» WHAT THE TASK ASKS: Turn the records, from the line containing "Please mark every instance of the house" through the end of the records, into a Markdown table with the columns Row and Record line, skipping blank lines.

» PROVIDED RECORDS:
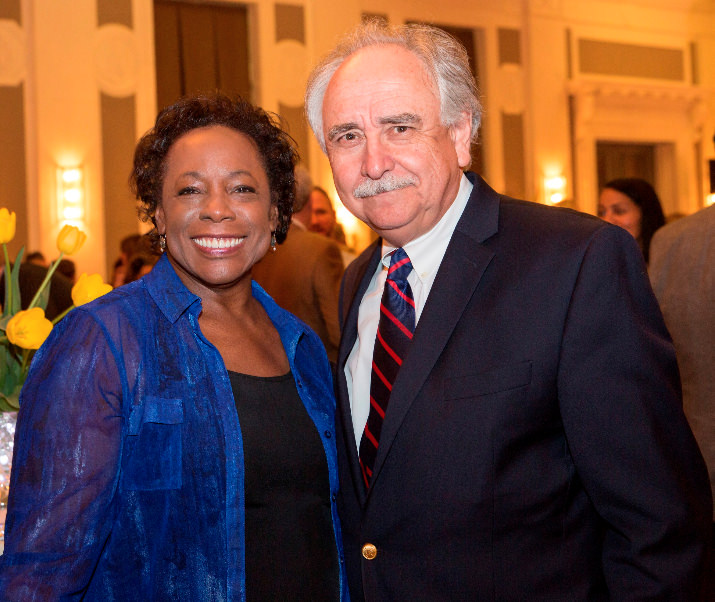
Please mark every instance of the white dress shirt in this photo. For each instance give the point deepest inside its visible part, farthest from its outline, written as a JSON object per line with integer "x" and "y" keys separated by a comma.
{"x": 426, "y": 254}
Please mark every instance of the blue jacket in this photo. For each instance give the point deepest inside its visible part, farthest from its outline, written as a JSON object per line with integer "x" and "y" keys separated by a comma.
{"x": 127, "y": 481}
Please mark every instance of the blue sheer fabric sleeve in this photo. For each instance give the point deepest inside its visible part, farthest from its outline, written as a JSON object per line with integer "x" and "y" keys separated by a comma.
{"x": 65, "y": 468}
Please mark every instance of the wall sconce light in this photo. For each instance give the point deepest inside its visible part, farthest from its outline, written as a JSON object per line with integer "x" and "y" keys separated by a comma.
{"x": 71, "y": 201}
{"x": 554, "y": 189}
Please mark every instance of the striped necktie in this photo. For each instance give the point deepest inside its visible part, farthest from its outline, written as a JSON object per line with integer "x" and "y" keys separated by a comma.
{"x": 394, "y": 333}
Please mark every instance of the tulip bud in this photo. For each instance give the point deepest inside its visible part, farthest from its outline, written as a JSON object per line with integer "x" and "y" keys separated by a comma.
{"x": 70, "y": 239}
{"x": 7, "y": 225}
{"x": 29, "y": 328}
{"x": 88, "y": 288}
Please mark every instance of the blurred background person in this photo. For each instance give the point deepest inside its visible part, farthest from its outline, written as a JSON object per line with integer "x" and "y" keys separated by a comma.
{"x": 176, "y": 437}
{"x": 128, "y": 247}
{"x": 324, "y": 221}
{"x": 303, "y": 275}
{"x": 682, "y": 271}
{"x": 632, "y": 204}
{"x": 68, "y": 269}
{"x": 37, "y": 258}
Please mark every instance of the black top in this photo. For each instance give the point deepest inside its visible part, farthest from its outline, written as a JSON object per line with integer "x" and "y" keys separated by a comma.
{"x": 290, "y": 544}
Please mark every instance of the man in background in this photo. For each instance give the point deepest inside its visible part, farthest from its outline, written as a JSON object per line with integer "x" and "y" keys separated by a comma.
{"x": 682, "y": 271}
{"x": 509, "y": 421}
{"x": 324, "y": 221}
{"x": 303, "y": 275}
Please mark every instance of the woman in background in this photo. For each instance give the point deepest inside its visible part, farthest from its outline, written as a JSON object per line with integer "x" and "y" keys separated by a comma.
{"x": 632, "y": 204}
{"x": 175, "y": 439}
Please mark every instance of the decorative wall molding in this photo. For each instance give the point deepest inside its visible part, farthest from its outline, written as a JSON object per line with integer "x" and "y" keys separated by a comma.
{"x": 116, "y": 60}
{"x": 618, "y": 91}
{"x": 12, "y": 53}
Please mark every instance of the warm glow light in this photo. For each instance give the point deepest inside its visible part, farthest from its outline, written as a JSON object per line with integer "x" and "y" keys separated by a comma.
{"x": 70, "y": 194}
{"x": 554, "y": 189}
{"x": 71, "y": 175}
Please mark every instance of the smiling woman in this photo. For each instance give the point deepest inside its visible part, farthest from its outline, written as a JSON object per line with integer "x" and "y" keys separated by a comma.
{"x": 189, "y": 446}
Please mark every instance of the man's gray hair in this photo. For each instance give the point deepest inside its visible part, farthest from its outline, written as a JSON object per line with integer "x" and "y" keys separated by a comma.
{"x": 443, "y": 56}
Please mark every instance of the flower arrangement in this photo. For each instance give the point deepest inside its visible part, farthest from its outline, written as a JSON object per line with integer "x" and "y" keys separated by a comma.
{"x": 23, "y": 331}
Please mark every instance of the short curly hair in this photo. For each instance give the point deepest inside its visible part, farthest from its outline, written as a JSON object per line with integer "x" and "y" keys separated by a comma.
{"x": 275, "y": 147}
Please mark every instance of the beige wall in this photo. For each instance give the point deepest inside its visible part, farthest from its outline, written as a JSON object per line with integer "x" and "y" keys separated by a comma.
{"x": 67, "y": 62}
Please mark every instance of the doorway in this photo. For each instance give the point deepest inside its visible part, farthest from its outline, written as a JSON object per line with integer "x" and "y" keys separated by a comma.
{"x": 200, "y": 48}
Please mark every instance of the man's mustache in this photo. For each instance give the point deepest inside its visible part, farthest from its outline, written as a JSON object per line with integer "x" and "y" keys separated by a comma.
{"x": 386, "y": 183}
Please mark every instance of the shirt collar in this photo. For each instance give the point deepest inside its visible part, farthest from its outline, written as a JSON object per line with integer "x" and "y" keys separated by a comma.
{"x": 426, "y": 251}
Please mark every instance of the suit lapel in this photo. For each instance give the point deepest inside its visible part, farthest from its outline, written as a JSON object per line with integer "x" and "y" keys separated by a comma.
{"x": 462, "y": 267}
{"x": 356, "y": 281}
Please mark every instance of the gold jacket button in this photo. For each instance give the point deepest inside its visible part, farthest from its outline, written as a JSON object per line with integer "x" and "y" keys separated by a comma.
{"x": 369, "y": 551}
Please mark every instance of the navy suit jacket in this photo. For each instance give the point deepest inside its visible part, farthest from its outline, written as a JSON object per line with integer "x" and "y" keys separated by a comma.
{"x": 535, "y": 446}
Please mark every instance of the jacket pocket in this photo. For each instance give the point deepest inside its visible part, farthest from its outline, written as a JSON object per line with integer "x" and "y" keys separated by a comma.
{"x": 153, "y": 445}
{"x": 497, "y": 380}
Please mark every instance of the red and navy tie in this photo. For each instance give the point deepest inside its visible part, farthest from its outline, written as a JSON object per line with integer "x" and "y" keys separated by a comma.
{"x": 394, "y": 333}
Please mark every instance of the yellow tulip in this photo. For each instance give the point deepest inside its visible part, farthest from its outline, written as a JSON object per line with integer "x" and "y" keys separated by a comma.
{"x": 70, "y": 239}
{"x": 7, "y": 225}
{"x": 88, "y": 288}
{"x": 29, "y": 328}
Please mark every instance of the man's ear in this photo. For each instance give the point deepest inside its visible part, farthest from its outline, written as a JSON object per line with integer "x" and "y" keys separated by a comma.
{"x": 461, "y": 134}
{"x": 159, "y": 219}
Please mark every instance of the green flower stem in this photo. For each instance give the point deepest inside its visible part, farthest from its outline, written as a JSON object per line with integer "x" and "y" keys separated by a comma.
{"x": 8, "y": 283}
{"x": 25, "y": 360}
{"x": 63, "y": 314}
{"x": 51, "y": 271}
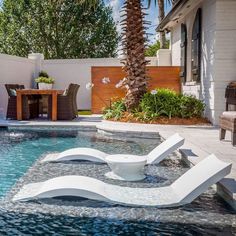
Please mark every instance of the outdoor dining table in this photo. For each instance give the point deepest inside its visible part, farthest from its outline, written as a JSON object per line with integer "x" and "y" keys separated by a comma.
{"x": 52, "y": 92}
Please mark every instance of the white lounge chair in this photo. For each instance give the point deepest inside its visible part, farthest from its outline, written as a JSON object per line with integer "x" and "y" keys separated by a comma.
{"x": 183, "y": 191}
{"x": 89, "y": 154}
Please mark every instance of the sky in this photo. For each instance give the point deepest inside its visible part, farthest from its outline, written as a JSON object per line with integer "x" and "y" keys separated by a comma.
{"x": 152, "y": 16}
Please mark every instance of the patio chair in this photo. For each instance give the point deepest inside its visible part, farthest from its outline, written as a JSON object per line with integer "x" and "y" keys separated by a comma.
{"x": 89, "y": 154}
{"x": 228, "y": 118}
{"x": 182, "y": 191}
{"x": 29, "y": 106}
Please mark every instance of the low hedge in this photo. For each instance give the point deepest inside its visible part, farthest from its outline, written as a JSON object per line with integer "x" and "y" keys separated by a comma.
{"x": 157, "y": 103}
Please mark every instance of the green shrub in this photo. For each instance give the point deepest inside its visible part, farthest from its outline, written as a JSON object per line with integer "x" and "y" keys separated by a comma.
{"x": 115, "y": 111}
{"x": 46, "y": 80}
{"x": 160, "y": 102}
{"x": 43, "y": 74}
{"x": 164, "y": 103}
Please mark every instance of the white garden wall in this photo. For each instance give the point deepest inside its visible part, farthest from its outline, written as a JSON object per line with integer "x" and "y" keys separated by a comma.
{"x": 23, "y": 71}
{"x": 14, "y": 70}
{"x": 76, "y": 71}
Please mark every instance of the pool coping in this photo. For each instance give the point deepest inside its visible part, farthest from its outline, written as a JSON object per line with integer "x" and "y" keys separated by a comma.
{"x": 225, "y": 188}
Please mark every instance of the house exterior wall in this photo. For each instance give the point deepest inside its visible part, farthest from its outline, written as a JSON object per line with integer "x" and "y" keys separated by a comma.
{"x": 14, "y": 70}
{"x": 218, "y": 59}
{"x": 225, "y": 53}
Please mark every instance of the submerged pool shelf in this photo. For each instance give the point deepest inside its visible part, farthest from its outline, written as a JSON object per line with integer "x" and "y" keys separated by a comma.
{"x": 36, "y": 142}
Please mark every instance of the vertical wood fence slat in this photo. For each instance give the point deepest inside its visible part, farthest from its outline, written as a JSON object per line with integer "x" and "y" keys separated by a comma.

» WRITTEN ANSWER:
| Row | Record line |
|---|---|
| 1 | Please mark every instance of the house exterior wall in this photo. For each instance give the point deepest inside its visible part, farthest from its outline, written as a JSON object per line with integer "x" and "y" keys separated by a comma. |
| 2 | {"x": 14, "y": 70} |
| 3 | {"x": 218, "y": 59} |
| 4 | {"x": 225, "y": 53} |
| 5 | Please mark every instance of the submerged pool shelf in this photo. For each instance give the point deepest inside its visible part, farthest from its outline, written as a JSON object per line with integer "x" and "y" keys separated by a comma. |
| 6 | {"x": 36, "y": 142} |
| 7 | Please mark every instance of the vertical wood fence slat in this photo. For each instance give the point deepest inside its visible part, farthest from its outline, written as a JSON object per line with integer "x" and "y" keys separated by a comma. |